Records shown:
>> Begin
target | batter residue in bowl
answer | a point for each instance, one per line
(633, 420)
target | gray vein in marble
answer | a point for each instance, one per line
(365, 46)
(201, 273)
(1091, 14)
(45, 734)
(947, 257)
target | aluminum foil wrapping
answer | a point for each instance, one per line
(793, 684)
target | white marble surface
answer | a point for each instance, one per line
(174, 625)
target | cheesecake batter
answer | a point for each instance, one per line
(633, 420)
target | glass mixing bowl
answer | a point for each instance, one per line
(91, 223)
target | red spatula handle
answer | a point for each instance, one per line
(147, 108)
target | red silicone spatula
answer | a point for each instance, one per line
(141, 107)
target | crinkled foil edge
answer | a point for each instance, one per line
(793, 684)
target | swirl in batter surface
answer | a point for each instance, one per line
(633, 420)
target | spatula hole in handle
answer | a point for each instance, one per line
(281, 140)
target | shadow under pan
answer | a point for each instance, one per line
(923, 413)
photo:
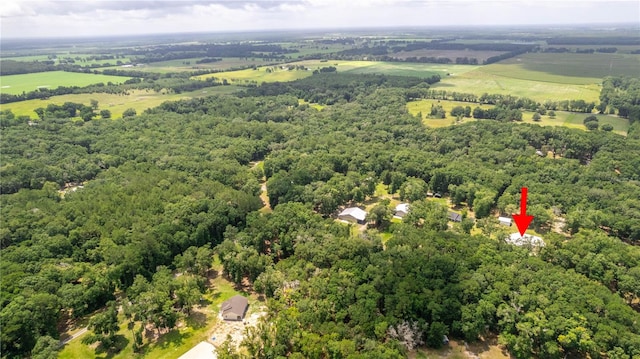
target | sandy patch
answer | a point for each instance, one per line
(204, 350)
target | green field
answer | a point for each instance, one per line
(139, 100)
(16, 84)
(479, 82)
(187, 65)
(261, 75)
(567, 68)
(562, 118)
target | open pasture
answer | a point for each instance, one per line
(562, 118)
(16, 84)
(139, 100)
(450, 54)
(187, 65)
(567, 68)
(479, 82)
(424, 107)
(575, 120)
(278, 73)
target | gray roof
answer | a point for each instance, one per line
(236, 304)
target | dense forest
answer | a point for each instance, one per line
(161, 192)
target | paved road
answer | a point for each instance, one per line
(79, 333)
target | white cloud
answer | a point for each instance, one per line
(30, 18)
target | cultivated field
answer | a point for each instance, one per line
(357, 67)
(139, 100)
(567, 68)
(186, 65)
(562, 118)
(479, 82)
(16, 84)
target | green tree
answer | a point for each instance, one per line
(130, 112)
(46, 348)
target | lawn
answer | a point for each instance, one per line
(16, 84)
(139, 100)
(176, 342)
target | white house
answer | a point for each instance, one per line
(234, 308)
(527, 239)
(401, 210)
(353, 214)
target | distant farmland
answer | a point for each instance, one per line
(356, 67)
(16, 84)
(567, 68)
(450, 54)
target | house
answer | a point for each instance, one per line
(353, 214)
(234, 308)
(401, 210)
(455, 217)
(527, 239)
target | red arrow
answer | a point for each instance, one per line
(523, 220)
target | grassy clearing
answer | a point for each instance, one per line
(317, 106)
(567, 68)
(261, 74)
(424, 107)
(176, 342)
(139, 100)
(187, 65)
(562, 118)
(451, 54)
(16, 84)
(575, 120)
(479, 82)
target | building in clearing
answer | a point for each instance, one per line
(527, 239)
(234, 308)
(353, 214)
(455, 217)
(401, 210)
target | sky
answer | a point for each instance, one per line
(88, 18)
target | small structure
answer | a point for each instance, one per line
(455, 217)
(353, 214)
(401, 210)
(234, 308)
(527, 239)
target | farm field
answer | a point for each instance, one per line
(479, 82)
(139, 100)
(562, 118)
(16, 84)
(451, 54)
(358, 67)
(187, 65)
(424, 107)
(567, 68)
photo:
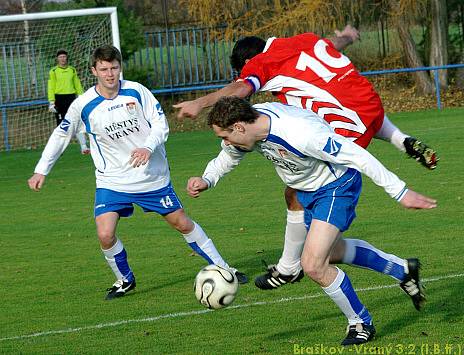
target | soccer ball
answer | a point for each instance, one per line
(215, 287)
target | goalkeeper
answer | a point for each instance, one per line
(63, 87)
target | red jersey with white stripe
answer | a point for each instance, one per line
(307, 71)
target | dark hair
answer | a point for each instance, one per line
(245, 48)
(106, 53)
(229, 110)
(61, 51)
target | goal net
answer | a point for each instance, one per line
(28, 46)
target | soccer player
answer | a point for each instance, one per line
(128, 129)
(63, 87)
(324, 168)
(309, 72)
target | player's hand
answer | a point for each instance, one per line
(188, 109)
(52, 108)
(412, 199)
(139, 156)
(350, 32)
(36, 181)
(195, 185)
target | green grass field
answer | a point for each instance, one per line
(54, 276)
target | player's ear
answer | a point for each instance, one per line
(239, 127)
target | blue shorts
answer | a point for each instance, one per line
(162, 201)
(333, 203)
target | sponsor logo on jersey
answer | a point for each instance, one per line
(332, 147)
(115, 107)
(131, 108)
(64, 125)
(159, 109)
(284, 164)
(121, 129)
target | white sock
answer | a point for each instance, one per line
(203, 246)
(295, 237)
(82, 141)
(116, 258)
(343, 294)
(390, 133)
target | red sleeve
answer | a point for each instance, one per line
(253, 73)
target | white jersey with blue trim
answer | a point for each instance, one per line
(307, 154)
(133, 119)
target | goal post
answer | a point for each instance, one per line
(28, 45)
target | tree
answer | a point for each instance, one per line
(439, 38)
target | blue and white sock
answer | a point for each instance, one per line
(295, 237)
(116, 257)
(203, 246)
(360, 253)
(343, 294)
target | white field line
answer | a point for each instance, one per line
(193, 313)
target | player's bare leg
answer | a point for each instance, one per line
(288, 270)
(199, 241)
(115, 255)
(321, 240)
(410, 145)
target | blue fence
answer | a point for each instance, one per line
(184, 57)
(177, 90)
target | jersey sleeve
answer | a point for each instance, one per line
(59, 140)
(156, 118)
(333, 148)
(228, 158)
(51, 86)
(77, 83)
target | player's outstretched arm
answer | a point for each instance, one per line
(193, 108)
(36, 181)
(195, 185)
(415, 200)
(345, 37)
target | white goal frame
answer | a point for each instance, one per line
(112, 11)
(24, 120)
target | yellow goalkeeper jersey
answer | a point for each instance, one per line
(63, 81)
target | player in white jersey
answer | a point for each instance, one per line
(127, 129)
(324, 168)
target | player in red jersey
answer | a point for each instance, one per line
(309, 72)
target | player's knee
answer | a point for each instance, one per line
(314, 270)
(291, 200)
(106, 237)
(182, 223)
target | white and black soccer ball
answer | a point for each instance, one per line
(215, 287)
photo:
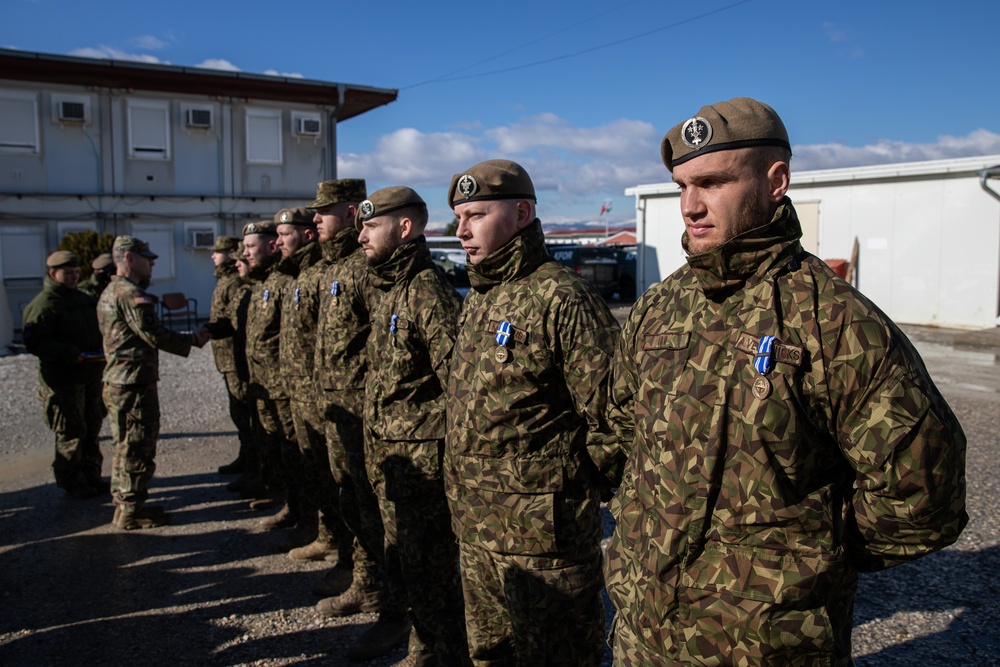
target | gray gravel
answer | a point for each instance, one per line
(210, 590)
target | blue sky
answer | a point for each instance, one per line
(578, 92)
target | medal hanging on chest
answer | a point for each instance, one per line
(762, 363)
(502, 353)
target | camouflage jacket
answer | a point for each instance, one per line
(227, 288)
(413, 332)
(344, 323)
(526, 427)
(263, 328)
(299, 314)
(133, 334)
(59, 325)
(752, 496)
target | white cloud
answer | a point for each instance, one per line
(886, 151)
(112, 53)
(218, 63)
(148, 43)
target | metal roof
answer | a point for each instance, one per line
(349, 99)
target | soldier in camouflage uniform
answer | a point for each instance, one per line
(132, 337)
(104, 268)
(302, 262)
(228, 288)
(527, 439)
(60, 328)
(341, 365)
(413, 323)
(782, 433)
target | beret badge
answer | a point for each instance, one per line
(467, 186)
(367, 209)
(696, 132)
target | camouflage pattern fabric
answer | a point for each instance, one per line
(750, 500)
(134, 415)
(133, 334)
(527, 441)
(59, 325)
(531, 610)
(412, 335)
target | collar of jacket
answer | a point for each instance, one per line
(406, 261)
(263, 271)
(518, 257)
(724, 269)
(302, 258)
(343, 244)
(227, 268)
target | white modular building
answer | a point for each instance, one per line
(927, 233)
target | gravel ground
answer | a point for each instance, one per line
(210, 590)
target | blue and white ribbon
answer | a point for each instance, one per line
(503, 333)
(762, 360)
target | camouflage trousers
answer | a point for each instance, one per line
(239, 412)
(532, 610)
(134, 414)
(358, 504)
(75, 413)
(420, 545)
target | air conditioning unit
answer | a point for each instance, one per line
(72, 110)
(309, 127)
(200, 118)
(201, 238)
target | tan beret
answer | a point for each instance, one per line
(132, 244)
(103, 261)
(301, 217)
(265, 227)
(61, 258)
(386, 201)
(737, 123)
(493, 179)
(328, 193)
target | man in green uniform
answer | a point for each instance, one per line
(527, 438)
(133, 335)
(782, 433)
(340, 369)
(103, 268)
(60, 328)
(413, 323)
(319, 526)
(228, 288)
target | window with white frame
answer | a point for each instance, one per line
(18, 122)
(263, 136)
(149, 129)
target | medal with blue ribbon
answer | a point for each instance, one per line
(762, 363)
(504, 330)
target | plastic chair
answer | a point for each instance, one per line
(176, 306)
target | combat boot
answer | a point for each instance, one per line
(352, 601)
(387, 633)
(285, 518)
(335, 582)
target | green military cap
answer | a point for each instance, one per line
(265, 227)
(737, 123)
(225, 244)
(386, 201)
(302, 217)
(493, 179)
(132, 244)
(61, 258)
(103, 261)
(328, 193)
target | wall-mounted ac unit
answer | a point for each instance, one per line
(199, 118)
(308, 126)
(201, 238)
>> End
>> Begin
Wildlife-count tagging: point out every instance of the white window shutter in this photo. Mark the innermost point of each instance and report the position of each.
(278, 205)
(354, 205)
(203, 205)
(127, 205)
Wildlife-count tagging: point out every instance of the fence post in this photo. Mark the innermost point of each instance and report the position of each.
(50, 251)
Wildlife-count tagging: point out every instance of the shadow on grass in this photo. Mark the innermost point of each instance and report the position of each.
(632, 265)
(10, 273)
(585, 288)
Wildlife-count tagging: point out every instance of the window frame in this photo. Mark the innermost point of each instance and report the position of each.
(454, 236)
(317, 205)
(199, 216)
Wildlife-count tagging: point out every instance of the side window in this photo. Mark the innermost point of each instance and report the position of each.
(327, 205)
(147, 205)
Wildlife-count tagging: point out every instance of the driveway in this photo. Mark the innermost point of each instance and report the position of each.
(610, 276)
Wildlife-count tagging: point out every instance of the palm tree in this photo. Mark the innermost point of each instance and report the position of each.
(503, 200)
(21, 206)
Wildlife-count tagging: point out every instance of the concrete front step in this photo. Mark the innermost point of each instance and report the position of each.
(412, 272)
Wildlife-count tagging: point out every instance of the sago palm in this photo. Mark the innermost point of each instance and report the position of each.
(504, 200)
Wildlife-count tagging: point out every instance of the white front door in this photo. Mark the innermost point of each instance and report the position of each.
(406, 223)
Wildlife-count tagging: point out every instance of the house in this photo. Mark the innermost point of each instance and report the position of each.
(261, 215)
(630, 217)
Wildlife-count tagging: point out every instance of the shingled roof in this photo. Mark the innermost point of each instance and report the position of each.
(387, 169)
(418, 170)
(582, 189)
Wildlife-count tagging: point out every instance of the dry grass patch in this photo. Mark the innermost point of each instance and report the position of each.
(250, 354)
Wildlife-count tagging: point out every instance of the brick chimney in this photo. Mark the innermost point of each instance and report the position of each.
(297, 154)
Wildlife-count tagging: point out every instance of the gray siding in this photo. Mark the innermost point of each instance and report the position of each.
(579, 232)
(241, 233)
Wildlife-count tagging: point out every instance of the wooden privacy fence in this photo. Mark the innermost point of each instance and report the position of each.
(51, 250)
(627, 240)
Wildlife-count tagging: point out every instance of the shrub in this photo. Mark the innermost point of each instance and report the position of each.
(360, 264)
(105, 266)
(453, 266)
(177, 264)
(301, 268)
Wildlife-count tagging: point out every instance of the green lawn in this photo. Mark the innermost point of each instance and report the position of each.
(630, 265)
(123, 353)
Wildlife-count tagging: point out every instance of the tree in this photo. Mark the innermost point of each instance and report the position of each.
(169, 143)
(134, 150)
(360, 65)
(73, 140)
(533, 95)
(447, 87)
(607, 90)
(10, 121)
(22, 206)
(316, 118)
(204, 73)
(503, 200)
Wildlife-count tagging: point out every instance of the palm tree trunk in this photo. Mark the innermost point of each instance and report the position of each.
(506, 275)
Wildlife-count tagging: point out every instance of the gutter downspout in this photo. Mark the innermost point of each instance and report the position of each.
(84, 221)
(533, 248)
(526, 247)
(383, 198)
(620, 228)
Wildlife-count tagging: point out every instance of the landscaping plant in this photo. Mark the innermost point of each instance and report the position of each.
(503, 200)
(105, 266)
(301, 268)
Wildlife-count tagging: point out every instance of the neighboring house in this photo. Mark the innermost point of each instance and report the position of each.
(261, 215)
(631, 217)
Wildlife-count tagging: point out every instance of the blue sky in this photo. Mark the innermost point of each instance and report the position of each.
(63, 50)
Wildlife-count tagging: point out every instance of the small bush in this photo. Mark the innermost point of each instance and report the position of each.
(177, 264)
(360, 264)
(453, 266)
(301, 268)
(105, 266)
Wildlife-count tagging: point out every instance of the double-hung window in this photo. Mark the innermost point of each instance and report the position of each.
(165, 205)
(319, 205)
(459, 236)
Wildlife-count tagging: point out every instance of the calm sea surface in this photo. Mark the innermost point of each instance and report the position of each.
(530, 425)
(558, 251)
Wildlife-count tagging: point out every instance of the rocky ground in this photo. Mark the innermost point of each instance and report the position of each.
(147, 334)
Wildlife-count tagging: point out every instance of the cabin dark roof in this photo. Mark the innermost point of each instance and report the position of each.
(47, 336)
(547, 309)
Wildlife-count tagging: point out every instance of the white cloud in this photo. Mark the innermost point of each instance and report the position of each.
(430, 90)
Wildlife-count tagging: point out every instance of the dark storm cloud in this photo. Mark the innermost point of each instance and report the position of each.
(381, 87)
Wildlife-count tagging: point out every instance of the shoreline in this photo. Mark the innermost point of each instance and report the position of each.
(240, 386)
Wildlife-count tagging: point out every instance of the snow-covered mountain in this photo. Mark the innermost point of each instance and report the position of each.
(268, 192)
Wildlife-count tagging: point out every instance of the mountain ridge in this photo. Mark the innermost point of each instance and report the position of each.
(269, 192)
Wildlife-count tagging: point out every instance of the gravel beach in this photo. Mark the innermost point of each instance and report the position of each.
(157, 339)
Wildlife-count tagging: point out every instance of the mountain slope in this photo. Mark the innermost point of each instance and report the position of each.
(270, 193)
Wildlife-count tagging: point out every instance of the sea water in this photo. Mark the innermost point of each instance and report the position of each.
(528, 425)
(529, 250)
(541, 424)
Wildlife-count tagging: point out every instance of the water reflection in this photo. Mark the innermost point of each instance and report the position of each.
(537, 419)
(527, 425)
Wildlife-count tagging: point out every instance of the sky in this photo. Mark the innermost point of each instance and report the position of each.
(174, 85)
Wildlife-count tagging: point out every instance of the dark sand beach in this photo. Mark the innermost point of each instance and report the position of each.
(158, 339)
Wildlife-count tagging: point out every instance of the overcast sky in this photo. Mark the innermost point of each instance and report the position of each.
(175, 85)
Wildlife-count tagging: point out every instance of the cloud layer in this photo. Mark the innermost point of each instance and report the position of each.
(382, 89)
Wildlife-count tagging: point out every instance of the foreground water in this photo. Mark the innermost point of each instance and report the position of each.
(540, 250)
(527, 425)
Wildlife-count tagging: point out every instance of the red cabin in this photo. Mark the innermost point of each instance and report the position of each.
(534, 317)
>> End
Problem statement:
Please show every line of the records above that contains the word "window", treating uppercase and lowercase as different.

The reply:
target | window with white frame
Wildlife-count tagging: point out every instance of the white window shutter in this photo. Mark the innermost point of each instance and report the position of each.
Wildlife-count tagging: point out every instance of the window frame in this photo. Mark the innermost point of each instance and report the position of each.
Wildlife-count tagging: point out every instance of the side window in this photo. Mark the innermost point of each instance and report the position of each.
Wildlife-count tagging: point out every instance of the double-hung window in this photo. Mark the innermost point of each instance and report the position of each.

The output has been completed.